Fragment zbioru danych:

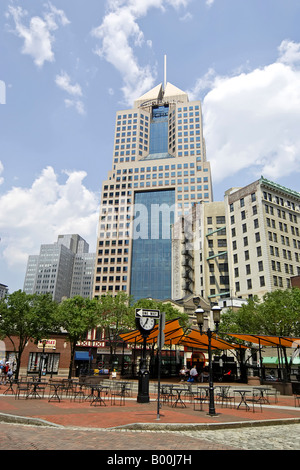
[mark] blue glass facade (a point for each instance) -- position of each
(151, 246)
(159, 130)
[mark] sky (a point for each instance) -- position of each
(67, 67)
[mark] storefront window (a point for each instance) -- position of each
(47, 362)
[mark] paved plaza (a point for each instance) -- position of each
(37, 424)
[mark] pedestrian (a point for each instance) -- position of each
(193, 374)
(4, 372)
(2, 366)
(183, 374)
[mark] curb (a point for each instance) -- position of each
(204, 426)
(155, 427)
(7, 418)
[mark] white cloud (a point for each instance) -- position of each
(32, 216)
(38, 37)
(251, 120)
(1, 171)
(120, 34)
(77, 104)
(63, 81)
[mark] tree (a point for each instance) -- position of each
(277, 314)
(171, 312)
(77, 316)
(26, 317)
(115, 316)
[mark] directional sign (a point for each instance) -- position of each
(142, 312)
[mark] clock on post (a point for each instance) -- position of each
(145, 322)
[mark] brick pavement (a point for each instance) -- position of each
(135, 426)
(137, 415)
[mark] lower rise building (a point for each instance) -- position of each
(65, 269)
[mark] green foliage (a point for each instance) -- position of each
(171, 312)
(278, 314)
(27, 317)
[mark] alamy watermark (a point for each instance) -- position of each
(2, 92)
(154, 222)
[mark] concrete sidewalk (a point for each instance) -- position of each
(133, 415)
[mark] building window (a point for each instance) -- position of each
(262, 281)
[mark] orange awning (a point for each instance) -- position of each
(195, 340)
(267, 340)
(173, 333)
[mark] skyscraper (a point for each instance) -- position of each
(159, 172)
(64, 269)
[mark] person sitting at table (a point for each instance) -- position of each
(183, 374)
(204, 374)
(193, 375)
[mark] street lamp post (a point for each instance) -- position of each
(200, 321)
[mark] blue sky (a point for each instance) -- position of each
(67, 66)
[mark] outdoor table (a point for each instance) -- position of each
(243, 400)
(263, 396)
(34, 389)
(56, 387)
(179, 400)
(205, 388)
(166, 392)
(10, 387)
(98, 398)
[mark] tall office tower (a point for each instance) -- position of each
(64, 269)
(159, 171)
(3, 291)
(263, 237)
(199, 252)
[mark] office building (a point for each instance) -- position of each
(65, 269)
(263, 237)
(159, 171)
(246, 245)
(3, 291)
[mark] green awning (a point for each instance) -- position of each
(270, 360)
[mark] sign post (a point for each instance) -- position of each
(145, 320)
(160, 343)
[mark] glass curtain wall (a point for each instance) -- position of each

- **OPIS ZADANIA**
Podaj ponownie, bez żadnych zmian, wszystkie powyższe pozycje wiersz po wierszu i pomiń w odpowiedzi obrazy.

- **PEŁNA ODPOWIEDŹ**
[mark] blue glass facade (a point for each instance) -- position of each
(151, 246)
(159, 130)
[mark] sky (a point for each instance) -- position of each
(67, 67)
[mark] storefront window (a point for each instance) -- position of each
(47, 362)
[mark] paved plaza (a point for each instance) -- position of each
(37, 424)
[mark] pedestrian (a point for each instance) -- position of each
(193, 374)
(4, 372)
(2, 366)
(183, 374)
[mark] curb (a point for each instance) -- position of each
(204, 426)
(155, 427)
(7, 418)
[mark] white cloud (a point for each instance) -- position of each
(32, 216)
(38, 37)
(251, 120)
(1, 171)
(120, 34)
(77, 104)
(63, 81)
[mark] tree (a point for each instance) -- position of each
(277, 314)
(171, 312)
(77, 316)
(26, 317)
(115, 316)
[mark] directional sign (a point for each instance) -- position of each
(142, 312)
[mark] clock on post (a point for each instance) -- position of each
(145, 322)
[mark] brick pavement (a point for each instance) -- position of each
(135, 426)
(137, 415)
[mark] lower rise building (a point for each instance) -- position of each
(65, 269)
[mark] green foliage (a point for each instance) -- position of each
(171, 312)
(278, 314)
(27, 317)
[mark] alamy watermark (a point for each instance) -- position of each
(2, 92)
(154, 222)
[mark] concrete sidewalk (a point for each instance) -- position of each
(133, 415)
[mark] building window (a point for each instance) -- position of each
(262, 281)
[mark] orange awning (a point for each instance) -- position of each
(195, 340)
(267, 340)
(173, 333)
[mark] skyscraper (a point for each instance) -- position of each
(159, 172)
(64, 269)
[mark] person sitting at table (a point for each instance) -- position of each
(183, 374)
(204, 374)
(193, 375)
[mark] street lamp post (a point for each instance) -- position of each
(200, 321)
[mark] blue sky (a point for each instance) -- position of each
(67, 66)
[mark] outdoor table (a point for each instance) -- position of each
(243, 400)
(263, 396)
(34, 389)
(56, 387)
(179, 400)
(205, 388)
(166, 392)
(10, 387)
(98, 398)
[mark] tall office tower (a point for each instance) -- position of each
(64, 269)
(159, 171)
(3, 291)
(263, 237)
(199, 252)
[mark] office building (a point for each instance) -- position of each
(65, 269)
(263, 237)
(159, 171)
(246, 245)
(3, 291)
[mark] green awning (a point for each instance) -- position of each
(270, 360)
[mark] sign post (a point for each instance) -- position of each
(145, 320)
(160, 343)
[mark] glass curtain wall (a point for each instance) -- position of each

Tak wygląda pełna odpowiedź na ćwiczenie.